SUPPLIED ENTRIES =>
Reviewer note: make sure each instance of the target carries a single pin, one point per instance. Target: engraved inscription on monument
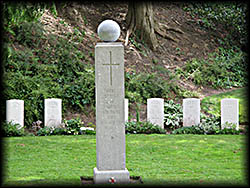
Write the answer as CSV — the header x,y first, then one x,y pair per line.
x,y
110,116
53,112
191,112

WHAT IS EXPECTED =>
Transcribe exactly, and only, the lines from the one holding "Write the answer" through the final line of the listing.

SOLUTION =>
Write the answer as CSV — the header x,y first, then one x,y pair per line.
x,y
110,116
53,112
191,112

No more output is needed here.